§ OBJECTIVE
Format the lines from the one with "[trace] dark brown marking -> outlines" through the end of the records as a Markdown table, leaving out blank lines. Use two columns: n for the row number and Line for the line itself.

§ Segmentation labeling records
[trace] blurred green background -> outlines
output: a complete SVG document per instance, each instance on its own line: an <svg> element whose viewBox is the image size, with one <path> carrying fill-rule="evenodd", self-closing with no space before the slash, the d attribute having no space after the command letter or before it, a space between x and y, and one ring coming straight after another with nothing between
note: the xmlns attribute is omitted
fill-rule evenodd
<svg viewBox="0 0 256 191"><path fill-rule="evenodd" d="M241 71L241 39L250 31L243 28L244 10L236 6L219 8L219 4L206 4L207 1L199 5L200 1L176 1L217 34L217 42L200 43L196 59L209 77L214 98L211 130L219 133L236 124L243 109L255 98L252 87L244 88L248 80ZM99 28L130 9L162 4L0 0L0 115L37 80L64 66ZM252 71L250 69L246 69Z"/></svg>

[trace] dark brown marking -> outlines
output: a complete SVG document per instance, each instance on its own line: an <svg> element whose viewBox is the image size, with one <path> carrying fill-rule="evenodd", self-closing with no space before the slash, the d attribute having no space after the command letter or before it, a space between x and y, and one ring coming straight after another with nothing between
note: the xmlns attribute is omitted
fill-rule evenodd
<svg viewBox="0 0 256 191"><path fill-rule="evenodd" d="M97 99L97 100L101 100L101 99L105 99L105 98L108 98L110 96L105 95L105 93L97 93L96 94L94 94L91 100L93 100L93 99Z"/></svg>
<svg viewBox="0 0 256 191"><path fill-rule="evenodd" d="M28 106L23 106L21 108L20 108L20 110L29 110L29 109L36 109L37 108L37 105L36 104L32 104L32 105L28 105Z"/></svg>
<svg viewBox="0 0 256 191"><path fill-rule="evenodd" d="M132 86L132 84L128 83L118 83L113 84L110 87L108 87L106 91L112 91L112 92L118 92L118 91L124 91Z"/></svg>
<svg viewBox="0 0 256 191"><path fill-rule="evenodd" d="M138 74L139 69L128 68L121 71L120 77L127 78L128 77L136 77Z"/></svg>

§ ANSWER FOR THE TASK
| n | Line |
|---|---|
| 1 | [trace] dark brown marking -> outlines |
| 2 | output: a complete SVG document per instance, each instance on its own line: an <svg> element whose viewBox is the image size, with one <path> carrying fill-rule="evenodd", self-closing with no space before the slash, the d attribute having no space after the command letter or before it, a space between x and y, and one ring coming straight after another with nothing between |
| 3 | note: the xmlns attribute is omitted |
| 4 | fill-rule evenodd |
| 5 | <svg viewBox="0 0 256 191"><path fill-rule="evenodd" d="M97 99L97 100L101 100L101 99L105 99L105 98L108 98L110 96L105 95L105 93L97 93L96 94L94 94L91 100L93 100L93 99Z"/></svg> |
| 6 | <svg viewBox="0 0 256 191"><path fill-rule="evenodd" d="M28 106L23 106L21 108L20 108L20 110L29 110L29 109L36 109L37 108L37 105L36 104L32 104L32 105L28 105Z"/></svg> |
| 7 | <svg viewBox="0 0 256 191"><path fill-rule="evenodd" d="M132 86L132 84L128 83L118 83L113 84L110 87L108 87L106 91L112 91L112 92L118 92L118 91L124 91Z"/></svg> |
| 8 | <svg viewBox="0 0 256 191"><path fill-rule="evenodd" d="M138 74L139 69L128 68L121 71L120 77L127 78L128 77L136 77Z"/></svg> |